*** Block opens ***

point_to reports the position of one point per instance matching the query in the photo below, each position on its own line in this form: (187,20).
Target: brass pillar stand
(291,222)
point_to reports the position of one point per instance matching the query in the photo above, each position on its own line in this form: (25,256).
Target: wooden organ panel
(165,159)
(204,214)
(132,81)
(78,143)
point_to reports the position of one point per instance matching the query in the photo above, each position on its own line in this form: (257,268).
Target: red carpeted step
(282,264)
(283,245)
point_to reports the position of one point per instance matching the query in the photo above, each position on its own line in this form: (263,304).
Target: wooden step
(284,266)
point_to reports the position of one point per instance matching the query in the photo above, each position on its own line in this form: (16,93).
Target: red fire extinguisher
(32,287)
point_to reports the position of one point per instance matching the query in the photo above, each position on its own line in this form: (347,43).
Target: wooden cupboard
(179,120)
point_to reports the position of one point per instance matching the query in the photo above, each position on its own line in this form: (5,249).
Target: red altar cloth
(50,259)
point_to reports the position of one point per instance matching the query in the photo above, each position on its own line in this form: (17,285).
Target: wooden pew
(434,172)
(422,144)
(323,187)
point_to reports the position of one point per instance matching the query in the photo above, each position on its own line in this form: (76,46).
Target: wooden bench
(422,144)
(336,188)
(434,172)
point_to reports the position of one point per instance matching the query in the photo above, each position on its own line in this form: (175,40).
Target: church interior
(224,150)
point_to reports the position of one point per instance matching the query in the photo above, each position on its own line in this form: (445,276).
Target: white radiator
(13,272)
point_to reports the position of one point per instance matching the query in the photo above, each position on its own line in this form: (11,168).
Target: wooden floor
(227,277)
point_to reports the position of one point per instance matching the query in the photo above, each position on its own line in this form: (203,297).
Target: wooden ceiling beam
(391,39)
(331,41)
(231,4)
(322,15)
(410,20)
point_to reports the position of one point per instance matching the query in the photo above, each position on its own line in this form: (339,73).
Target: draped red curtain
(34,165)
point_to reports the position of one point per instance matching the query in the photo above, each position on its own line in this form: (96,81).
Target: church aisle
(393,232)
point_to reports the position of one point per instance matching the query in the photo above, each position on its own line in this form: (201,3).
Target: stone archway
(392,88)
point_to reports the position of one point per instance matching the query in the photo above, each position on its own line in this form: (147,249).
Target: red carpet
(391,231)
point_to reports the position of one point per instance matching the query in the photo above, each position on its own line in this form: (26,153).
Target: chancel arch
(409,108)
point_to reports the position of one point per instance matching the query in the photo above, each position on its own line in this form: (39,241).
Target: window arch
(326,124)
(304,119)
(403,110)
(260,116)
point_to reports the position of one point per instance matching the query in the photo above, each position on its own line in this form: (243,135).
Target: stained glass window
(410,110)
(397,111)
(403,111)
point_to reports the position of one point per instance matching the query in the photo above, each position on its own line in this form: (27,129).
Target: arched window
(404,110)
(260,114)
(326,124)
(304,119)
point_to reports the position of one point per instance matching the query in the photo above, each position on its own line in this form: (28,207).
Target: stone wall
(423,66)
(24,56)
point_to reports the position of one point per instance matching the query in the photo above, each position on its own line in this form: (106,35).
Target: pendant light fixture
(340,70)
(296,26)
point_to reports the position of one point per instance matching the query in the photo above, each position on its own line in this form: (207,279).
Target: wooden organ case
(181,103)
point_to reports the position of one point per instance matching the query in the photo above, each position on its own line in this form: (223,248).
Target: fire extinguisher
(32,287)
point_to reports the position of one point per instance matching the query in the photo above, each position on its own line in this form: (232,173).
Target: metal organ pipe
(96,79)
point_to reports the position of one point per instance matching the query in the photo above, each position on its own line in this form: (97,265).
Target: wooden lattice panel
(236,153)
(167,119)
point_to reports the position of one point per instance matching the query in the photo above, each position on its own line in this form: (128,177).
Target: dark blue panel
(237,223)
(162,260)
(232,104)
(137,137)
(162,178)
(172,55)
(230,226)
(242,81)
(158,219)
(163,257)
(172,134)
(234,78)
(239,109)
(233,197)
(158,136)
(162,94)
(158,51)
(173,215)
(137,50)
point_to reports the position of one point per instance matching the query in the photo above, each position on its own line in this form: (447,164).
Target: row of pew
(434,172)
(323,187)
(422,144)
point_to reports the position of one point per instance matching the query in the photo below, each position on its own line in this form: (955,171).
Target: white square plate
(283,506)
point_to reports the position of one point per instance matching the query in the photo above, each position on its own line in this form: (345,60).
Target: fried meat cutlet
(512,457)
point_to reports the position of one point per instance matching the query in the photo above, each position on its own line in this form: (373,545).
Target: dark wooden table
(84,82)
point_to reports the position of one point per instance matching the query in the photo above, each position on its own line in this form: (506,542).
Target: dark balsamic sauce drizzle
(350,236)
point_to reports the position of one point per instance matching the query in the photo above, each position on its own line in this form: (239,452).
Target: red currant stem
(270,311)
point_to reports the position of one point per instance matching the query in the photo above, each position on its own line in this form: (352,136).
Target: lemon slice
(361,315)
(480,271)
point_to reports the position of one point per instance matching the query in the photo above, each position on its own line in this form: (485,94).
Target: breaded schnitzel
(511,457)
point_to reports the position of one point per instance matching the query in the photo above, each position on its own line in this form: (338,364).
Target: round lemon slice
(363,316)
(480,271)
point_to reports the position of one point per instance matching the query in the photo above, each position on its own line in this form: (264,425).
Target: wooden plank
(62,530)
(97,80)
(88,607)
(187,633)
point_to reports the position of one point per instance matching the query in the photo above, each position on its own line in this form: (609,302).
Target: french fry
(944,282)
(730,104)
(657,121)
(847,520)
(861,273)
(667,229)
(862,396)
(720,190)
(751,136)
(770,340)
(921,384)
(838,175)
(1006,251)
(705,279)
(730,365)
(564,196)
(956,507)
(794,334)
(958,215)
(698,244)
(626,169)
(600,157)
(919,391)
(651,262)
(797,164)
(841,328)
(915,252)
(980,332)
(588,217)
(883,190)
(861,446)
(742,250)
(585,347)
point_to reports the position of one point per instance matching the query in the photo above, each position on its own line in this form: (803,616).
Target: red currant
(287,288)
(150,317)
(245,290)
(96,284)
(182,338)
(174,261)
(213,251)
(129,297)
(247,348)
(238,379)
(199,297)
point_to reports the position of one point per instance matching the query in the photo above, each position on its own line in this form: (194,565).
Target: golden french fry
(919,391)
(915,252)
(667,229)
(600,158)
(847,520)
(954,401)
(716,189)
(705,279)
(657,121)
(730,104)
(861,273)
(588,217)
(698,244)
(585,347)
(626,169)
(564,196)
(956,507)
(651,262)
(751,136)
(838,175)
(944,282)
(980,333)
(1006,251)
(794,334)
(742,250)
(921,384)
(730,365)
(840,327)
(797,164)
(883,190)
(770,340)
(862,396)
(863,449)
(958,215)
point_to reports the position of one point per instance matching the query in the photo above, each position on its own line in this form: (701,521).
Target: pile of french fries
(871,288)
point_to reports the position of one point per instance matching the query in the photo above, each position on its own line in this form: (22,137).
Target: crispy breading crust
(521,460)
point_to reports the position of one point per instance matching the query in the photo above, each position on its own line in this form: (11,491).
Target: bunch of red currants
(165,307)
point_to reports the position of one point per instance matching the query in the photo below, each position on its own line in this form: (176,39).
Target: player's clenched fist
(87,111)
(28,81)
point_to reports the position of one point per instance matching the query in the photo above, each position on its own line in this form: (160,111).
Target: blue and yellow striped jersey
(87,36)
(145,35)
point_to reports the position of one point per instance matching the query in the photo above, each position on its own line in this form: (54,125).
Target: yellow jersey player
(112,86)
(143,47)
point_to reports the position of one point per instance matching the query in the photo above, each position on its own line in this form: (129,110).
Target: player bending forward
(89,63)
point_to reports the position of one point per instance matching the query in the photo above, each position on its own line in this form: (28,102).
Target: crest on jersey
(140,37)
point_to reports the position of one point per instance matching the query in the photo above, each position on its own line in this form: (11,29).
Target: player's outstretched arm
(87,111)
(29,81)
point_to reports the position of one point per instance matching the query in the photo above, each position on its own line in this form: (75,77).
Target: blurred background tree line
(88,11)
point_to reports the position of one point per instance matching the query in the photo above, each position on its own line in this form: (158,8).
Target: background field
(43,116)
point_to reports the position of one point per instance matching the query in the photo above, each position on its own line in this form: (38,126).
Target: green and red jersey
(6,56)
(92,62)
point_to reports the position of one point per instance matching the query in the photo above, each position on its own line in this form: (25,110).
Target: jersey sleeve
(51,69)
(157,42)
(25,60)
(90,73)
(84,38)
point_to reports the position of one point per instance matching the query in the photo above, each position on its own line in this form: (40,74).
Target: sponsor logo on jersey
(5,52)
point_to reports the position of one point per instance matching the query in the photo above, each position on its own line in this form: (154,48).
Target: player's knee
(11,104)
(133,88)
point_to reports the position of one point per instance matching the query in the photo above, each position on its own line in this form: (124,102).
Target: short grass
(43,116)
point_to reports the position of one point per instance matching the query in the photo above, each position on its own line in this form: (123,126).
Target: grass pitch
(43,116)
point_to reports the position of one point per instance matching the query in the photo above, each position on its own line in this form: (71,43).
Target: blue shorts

*** Block closes ***

■ EXERCISE OBJECTIVE
Print exactly, and only, the lines from the line that contains "Target: short grass" through the last line of the records.

■ OUTPUT OF THE EXERCISE
Target: short grass
(43,116)
point_to reports the position of one point per instance matching the query in the photo above, each position on its own line in this form: (123,126).
Target: grass pitch
(43,116)
point_to reports the position of one point per instance matching the query in the photo above, each position on its own line in this form: (71,43).
Target: blue shorts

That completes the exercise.